Given request:
Write out each of the following items word for word.

Dataset rows:
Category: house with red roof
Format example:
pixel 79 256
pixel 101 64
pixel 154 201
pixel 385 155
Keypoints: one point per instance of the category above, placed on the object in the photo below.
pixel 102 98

Solution to the problem:
Category: house with red roof
Format example:
pixel 79 256
pixel 101 64
pixel 154 201
pixel 385 155
Keypoints: one point per instance of the category above, placed on the object in the photo below.
pixel 102 98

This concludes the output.